WRITTEN EXERCISE:
Please pull out every line in the rows below that contains the word "foliage" and copy each one unchanged.

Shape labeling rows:
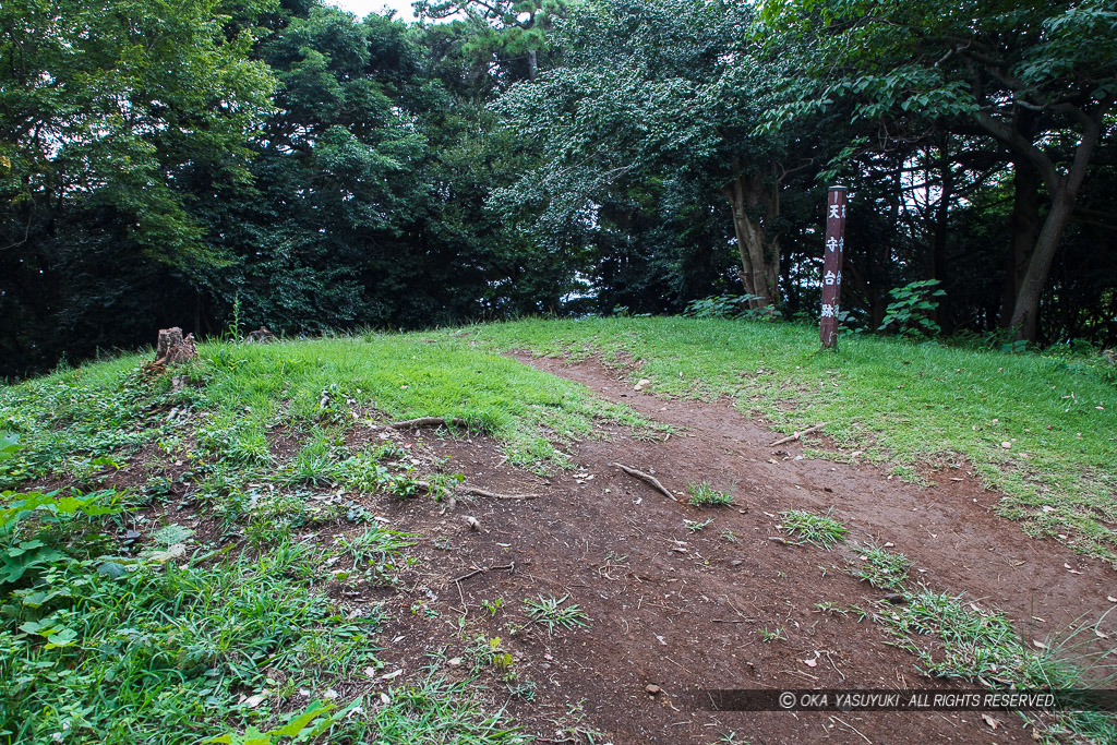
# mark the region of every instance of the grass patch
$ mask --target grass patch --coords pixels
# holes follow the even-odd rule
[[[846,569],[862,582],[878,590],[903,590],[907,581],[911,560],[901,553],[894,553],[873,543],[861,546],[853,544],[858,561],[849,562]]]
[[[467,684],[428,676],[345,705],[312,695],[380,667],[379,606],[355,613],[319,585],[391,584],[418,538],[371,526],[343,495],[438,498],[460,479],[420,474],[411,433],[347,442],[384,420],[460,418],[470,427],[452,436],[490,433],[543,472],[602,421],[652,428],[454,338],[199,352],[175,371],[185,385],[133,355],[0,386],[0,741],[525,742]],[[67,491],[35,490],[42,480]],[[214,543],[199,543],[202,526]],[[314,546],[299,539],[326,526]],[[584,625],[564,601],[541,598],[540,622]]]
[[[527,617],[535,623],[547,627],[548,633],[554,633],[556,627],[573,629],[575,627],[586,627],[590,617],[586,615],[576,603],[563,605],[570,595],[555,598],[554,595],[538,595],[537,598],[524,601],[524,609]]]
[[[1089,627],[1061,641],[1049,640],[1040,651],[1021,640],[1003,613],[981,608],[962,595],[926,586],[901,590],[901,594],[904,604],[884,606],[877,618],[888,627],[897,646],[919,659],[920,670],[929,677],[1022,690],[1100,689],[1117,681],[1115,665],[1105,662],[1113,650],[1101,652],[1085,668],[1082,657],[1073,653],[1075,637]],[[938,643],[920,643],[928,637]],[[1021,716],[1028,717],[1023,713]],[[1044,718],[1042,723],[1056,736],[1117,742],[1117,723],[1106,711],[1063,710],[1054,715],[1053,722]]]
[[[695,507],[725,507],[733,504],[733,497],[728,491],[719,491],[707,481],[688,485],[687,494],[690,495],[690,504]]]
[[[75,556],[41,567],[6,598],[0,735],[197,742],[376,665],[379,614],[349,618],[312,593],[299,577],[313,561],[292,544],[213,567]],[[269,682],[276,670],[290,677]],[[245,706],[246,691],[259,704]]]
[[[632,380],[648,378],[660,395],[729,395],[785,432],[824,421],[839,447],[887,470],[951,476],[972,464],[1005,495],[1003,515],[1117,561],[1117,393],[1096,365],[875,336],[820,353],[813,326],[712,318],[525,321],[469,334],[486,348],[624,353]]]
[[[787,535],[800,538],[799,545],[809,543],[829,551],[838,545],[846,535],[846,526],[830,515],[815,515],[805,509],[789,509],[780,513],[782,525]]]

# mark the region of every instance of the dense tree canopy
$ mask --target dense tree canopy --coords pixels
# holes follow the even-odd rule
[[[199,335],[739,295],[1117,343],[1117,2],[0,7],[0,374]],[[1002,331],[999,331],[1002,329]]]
==
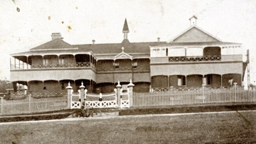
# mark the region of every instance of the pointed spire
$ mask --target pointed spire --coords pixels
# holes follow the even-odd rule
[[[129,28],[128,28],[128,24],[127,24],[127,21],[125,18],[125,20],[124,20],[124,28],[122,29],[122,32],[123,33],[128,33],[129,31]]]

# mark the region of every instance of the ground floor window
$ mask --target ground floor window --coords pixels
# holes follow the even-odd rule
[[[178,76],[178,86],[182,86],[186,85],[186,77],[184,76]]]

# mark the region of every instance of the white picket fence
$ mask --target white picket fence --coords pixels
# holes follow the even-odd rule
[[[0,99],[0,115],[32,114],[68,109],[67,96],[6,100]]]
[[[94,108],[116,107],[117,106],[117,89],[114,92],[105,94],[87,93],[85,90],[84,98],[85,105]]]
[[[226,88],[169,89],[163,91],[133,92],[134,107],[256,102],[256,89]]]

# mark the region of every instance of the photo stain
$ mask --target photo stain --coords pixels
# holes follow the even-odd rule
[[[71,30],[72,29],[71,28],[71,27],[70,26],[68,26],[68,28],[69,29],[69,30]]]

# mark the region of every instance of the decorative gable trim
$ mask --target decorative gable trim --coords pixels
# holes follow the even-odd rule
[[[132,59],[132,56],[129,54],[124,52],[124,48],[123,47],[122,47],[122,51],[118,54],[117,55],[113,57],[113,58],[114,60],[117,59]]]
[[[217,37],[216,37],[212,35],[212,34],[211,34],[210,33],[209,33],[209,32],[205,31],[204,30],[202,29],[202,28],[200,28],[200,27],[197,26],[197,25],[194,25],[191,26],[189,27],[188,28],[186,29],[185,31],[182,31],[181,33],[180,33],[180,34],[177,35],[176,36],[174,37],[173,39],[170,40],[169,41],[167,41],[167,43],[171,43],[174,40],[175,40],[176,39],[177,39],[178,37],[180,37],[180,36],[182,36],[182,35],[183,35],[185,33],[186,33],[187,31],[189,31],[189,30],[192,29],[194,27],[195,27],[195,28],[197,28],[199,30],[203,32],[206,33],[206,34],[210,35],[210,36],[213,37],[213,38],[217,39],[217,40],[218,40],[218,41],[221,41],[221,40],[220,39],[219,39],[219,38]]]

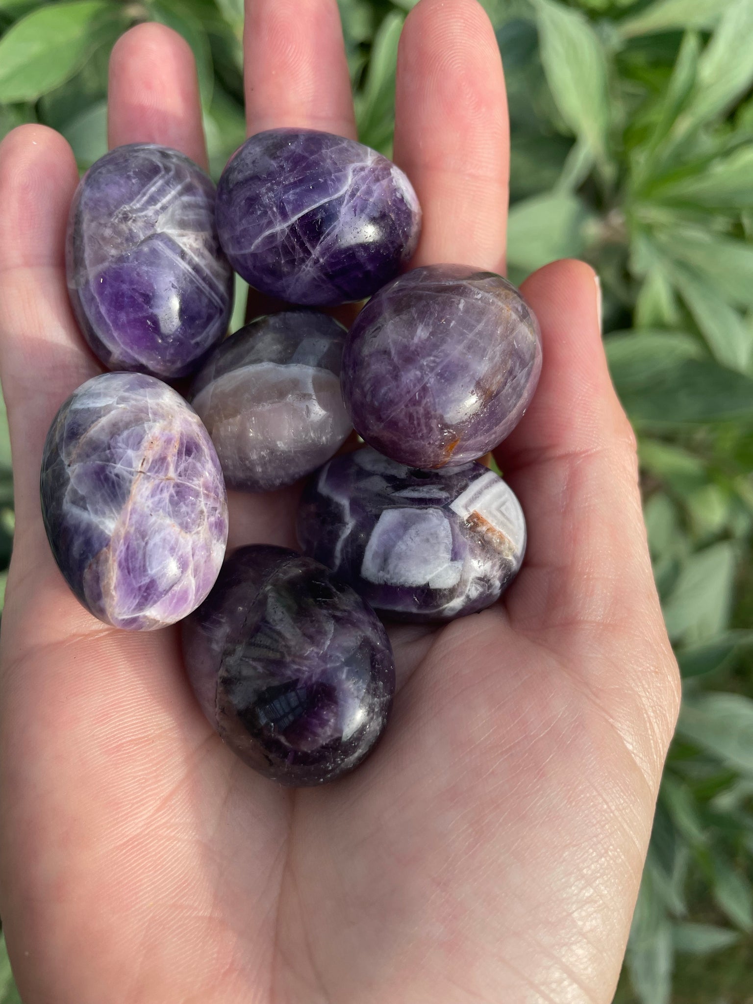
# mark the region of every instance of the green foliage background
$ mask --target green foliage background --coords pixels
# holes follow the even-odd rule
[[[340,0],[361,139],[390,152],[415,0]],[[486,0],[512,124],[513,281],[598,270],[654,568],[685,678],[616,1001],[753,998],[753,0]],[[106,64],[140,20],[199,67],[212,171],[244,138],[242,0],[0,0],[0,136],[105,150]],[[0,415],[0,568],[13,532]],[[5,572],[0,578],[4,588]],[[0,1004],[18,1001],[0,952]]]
--
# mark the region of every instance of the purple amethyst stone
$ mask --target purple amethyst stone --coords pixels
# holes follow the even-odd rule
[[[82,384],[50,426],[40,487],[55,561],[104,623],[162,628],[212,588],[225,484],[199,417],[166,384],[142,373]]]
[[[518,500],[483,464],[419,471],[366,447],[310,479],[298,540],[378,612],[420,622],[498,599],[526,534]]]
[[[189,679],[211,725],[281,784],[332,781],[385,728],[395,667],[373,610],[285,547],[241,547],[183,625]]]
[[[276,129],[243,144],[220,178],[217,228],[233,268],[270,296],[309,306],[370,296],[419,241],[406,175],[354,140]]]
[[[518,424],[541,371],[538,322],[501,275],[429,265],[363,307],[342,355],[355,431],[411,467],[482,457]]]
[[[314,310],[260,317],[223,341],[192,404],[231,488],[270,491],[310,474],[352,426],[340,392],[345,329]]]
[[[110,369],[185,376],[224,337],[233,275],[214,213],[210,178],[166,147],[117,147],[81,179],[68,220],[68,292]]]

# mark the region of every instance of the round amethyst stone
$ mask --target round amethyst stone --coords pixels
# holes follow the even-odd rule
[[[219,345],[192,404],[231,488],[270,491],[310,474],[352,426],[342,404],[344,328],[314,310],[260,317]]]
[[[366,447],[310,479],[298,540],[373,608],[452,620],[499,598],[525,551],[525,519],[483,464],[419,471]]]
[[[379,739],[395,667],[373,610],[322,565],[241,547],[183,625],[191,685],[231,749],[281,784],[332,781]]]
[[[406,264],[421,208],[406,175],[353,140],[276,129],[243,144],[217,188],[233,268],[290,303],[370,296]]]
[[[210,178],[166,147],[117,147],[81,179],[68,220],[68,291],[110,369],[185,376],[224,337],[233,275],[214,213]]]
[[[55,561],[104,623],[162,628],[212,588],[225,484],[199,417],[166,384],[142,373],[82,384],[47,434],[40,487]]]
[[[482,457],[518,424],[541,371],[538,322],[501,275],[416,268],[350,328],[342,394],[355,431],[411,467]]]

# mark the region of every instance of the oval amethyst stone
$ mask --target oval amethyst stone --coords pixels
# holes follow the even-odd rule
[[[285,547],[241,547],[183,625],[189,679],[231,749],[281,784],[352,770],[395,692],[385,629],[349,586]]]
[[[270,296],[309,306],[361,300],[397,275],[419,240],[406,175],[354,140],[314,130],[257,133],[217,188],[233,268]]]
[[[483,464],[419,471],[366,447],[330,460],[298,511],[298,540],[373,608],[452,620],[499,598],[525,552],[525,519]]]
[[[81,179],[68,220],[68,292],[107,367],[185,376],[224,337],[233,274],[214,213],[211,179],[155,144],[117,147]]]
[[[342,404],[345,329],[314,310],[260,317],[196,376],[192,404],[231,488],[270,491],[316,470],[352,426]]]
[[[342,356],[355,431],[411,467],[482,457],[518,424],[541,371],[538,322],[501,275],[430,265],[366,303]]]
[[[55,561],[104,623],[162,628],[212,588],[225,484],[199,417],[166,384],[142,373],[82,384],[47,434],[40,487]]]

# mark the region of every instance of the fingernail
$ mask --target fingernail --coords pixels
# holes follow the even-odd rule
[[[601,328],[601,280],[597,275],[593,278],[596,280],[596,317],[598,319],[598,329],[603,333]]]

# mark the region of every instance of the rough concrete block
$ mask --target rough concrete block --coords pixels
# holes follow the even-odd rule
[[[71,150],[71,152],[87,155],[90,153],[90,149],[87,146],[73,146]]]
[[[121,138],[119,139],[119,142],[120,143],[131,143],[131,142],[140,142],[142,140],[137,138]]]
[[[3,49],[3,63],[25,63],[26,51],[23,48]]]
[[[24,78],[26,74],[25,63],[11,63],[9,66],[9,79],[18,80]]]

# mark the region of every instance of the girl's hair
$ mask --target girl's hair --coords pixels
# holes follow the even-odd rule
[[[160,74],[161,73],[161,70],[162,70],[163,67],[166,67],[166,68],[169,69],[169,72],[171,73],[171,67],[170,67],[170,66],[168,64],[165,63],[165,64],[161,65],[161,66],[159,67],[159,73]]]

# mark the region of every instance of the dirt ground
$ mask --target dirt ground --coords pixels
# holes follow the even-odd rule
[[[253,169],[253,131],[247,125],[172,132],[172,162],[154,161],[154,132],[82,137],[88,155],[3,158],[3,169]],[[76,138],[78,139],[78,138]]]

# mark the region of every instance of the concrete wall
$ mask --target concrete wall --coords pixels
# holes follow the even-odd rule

THE COMPLETED TASK:
# mark the region of every instance of the green foliage background
$ mask --target green foliage background --coords pixels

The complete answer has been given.